*Problem requirements*
Please write out all of the entries below character for character, leaving the pictures out of your answer.

Annotated coordinate records
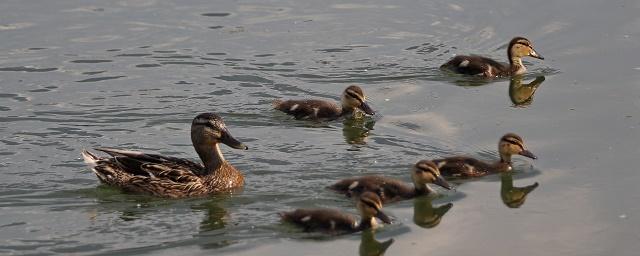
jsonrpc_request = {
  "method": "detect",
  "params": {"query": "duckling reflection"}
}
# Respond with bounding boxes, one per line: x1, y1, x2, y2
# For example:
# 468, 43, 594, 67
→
342, 115, 376, 145
413, 196, 453, 228
509, 76, 545, 107
358, 229, 394, 256
500, 172, 538, 208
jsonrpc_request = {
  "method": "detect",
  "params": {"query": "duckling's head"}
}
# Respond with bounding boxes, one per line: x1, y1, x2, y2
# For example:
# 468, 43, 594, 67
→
342, 85, 375, 115
356, 191, 391, 226
191, 113, 249, 150
508, 37, 544, 60
411, 160, 453, 190
498, 133, 538, 162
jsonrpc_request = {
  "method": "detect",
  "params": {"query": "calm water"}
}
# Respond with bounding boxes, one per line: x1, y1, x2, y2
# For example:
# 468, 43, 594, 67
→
0, 0, 640, 255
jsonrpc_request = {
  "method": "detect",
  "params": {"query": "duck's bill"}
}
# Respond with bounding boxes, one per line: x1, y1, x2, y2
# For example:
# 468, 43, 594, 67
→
376, 211, 391, 224
359, 102, 376, 115
519, 150, 538, 159
433, 176, 453, 190
220, 131, 249, 150
529, 49, 544, 60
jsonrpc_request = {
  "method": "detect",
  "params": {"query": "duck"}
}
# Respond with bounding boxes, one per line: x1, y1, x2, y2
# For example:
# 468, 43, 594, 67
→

*Response to this task*
jsonrpc_request = {
  "method": "detect",
  "params": {"query": "duckling reflection"}
}
# Respond with bounding boxes, one per line: x1, y1, x2, y2
# For example:
# 468, 43, 594, 67
→
342, 115, 376, 145
413, 196, 453, 228
509, 76, 545, 107
358, 229, 394, 256
500, 172, 538, 208
jsonrpc_request = {
  "method": "detect",
  "params": {"query": "duckling's head"}
}
# Respond with bounding boxes, one per line: x1, y1, x2, y2
# For example:
# 468, 43, 594, 67
→
342, 85, 375, 115
356, 191, 391, 226
191, 113, 249, 150
508, 37, 544, 60
411, 160, 453, 190
498, 133, 538, 162
jsonrpc_request = {
  "method": "detect",
  "params": {"query": "calm water"}
}
# Respond with bounding boxes, one per line: x1, y1, x2, y2
# For example:
# 468, 43, 594, 67
→
0, 0, 640, 255
jsonrpc_request = {
  "method": "detect",
  "params": {"query": "duck's bill"}
}
# Respond with bounding boxes, one per line: x1, y1, x2, y2
# For example:
# 468, 43, 594, 67
→
376, 211, 391, 224
359, 102, 376, 115
519, 150, 538, 159
433, 176, 453, 190
220, 131, 249, 150
529, 49, 544, 60
jsonrpc_request = {
  "method": "detect",
  "params": {"query": "duck"}
}
# Respond with bounding boxes, one per line: x1, y1, x2, y2
# For example:
# 468, 43, 594, 67
→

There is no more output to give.